Locate each line in the material below that contains the string "facade" and copy those lines.

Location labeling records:
::::

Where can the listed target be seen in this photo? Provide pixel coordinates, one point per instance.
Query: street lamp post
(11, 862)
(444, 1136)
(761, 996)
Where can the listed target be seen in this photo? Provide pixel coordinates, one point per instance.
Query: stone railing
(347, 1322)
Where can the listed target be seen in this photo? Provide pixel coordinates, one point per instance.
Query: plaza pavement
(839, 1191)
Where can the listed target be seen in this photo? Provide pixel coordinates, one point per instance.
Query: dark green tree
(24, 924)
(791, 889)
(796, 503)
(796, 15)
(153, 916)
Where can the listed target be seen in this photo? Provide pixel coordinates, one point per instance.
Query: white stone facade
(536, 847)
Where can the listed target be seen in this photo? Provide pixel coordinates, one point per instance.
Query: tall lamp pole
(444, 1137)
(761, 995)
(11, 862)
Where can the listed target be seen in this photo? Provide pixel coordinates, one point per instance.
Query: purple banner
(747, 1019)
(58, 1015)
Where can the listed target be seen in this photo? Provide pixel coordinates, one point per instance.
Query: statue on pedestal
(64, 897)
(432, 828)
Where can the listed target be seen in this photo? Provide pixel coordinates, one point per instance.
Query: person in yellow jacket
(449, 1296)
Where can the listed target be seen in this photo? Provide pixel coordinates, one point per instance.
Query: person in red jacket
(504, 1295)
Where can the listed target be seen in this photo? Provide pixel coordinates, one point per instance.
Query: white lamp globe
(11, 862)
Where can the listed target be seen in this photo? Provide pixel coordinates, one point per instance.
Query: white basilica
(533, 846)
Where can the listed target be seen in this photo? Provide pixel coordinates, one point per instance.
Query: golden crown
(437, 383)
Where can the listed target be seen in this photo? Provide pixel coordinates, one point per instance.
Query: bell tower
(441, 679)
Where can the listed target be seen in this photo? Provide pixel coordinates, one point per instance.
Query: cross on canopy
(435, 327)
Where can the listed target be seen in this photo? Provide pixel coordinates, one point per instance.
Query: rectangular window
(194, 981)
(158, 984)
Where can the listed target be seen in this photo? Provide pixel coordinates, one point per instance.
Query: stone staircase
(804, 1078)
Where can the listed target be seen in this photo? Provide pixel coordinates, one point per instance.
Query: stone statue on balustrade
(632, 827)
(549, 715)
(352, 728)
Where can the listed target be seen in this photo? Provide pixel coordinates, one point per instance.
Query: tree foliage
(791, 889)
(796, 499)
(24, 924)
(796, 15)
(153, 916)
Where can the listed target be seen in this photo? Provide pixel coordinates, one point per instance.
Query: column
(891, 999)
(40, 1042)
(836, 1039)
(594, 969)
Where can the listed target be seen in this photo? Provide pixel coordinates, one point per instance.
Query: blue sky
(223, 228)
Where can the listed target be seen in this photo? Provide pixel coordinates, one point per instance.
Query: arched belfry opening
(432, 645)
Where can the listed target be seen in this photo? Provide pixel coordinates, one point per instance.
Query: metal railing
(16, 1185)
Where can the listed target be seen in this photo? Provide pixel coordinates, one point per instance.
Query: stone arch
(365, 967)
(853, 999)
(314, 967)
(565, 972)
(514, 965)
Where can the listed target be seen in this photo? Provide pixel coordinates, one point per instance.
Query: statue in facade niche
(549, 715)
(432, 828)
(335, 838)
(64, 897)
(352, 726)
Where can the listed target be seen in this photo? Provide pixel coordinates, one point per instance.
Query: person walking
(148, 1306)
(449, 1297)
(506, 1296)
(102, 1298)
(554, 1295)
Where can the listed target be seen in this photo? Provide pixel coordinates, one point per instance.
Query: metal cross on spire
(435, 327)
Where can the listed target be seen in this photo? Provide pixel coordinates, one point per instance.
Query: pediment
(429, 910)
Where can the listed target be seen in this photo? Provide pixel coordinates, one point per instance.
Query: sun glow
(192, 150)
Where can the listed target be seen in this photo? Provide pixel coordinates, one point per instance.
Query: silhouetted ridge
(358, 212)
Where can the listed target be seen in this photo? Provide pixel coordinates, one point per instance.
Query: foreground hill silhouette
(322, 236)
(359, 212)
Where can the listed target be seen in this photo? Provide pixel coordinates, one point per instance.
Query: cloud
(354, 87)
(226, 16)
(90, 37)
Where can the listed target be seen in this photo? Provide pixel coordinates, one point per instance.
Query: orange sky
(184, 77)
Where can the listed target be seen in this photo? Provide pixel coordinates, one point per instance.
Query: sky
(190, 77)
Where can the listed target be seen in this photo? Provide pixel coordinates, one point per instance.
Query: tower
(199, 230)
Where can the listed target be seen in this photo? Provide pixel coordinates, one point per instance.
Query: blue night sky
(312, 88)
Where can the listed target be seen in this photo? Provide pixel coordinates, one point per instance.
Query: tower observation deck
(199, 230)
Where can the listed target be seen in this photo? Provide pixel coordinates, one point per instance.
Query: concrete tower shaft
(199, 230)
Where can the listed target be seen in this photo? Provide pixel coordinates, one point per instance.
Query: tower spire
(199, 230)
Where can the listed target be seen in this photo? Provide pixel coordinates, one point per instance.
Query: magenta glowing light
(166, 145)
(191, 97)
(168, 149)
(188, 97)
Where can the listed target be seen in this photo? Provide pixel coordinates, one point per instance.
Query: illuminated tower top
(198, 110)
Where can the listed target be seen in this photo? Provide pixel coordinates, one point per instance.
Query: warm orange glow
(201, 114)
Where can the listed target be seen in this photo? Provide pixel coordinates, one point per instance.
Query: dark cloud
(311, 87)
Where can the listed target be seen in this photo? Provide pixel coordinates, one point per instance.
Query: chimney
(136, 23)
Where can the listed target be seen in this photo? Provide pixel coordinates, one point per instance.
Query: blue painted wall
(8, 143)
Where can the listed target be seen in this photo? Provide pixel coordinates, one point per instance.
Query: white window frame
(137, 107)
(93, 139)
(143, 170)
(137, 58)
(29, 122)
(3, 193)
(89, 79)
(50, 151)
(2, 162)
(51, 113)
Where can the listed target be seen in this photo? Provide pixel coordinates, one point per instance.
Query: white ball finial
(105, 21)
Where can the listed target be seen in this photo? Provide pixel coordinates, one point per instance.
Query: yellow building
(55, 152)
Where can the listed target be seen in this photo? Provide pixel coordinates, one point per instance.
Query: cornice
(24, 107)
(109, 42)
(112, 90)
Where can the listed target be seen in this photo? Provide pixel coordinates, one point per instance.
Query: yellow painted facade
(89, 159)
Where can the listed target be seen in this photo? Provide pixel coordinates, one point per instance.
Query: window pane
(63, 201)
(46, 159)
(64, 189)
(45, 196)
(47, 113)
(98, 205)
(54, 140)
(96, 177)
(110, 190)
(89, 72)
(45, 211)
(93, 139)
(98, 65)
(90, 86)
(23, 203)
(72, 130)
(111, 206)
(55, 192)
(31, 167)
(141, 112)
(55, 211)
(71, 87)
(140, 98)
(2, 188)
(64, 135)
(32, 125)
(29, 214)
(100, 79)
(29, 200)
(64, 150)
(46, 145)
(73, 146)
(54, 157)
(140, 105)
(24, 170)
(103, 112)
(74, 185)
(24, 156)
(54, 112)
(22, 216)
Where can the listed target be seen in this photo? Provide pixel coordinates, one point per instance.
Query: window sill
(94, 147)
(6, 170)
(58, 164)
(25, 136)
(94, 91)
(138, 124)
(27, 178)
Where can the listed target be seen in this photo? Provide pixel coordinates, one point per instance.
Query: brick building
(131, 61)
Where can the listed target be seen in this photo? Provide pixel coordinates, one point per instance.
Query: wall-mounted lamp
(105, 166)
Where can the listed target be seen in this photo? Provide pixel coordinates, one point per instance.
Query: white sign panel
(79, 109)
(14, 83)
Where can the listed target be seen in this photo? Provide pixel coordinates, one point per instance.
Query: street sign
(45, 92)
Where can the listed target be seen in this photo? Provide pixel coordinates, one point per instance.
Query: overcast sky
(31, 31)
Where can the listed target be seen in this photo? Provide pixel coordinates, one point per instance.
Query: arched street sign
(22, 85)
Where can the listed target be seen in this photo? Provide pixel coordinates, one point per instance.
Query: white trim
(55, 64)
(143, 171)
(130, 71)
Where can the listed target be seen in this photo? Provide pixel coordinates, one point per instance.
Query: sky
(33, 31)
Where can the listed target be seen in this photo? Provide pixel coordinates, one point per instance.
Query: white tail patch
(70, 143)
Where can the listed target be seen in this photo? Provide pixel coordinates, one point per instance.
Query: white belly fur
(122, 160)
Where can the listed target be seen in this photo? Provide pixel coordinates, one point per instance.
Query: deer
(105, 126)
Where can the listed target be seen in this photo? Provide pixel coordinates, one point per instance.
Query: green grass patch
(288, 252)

::::

__WORKED ANSWER__.
Query: white stone facade
Query: statue in facade niche
Query: yellow painted facade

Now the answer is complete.